**ABOUT THIS TASK:** Reproduce the listing exactly, please, with every line intact.
*** Block opens ***
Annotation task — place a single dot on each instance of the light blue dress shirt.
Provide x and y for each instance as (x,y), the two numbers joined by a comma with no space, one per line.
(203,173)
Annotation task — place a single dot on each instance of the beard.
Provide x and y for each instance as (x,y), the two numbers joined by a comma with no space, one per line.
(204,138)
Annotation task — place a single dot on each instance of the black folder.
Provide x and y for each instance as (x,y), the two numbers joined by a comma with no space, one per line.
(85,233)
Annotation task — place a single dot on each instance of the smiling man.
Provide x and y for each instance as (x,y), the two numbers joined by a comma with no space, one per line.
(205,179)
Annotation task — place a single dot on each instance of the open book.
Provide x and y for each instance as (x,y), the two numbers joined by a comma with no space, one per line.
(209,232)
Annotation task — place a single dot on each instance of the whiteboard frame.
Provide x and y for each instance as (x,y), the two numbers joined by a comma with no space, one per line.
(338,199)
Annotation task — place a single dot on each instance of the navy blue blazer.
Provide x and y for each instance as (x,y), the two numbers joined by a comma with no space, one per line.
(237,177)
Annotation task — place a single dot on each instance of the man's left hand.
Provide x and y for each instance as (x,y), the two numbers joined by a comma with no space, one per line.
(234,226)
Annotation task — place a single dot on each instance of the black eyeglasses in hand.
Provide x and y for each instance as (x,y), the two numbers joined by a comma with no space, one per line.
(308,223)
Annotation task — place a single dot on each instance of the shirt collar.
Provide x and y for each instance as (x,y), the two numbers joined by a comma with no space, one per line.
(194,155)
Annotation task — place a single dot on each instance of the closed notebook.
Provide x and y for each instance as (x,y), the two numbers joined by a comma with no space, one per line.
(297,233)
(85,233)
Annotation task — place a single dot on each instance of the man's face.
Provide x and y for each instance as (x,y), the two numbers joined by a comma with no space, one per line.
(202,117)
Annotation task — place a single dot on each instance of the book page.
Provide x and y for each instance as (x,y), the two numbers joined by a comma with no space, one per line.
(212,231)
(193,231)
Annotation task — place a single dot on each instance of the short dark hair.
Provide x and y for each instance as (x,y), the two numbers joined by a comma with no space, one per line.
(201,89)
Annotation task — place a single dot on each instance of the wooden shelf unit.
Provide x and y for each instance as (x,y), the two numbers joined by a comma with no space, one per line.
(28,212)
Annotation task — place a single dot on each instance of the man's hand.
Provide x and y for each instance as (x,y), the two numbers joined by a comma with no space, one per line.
*** Block closes ***
**ANSWER TO THIS PROBLEM:**
Annotation task — place a single dot on each instance of the light blue dress shirt.
Provide x and y for each instance as (x,y), the two numbers joined by a comma with no space, one per line.
(203,173)
Annotation task — place a single dot on each instance of the beard.
Provide x and y for each instance as (x,y), the two numbers joined by a comma with no space, one per line.
(204,138)
Annotation task — place a single dot on each instance of the black folder.
Provide x and y for each instance as (x,y), the two numbers joined by a comma with no space, one per line.
(85,233)
Annotation task — place a single dot on each instance of the smiling man.
Provide x and y for each instance as (x,y), the two numbers joined by a comma with no space, one per line.
(205,179)
Annotation task — place a single dot on each instance of the open book.
Provide x and y for each instance as (x,y), the two numbers joined by a comma with no space, one per line.
(209,232)
Annotation task — place a single dot on each instance of the whiteboard frame.
Provide x and y for each instance as (x,y), the two numbers joined by a comma with no space, one per line.
(338,199)
Annotation task — place a single dot on each instance of the navy blue blazer.
Provide x and y for each instance as (x,y), the two numbers joined by a comma with no space, one per line.
(237,177)
Annotation task — place a single dot on each instance of the man's left hand.
Provide x and y for each instance as (x,y), the two numbers joined by a comma with no space, one per line.
(234,226)
Annotation task — place a single dot on each instance of the black eyeglasses in hand.
Provide x and y for each instance as (x,y), the two numbers joined by a comma with no space, one per line.
(308,223)
Annotation task — place a single dot on each instance of the shirt collar.
Provide x and y for each instance as (x,y), the two numbers joined by a comma with no space, one per line.
(194,155)
Annotation task — place a single dot on each instance of the closed notebook.
Provide x and y for each instance as (x,y), the two numbers joined by a comma with no space, one per line.
(297,233)
(85,233)
Annotation task — place a single dot on each instance of the man's face.
Provide x and y for each instance as (x,y), the two numbers joined by a comma with no space, one per line.
(202,117)
Annotation task — place a single dot on each instance of the book page.
Provide x and y for each instance as (x,y), the two numbers joined by a comma with no space, one per line.
(212,231)
(193,231)
Annotation task — place a single dot on each instance of the short dark hair.
Provide x and y for each instance as (x,y), the two numbers joined by a comma with no space, one per line.
(201,89)
Annotation task — place a single dot on each instance of the wooden shelf unit.
Provide x and y for each instance as (x,y), the two numbers joined by a comma with no space, one per line.
(28,212)
Annotation task — place a single dot on each instance of the man's hand.
Provide x and y for each instance as (x,y), the two numbers joined by a comma with no space, one per line.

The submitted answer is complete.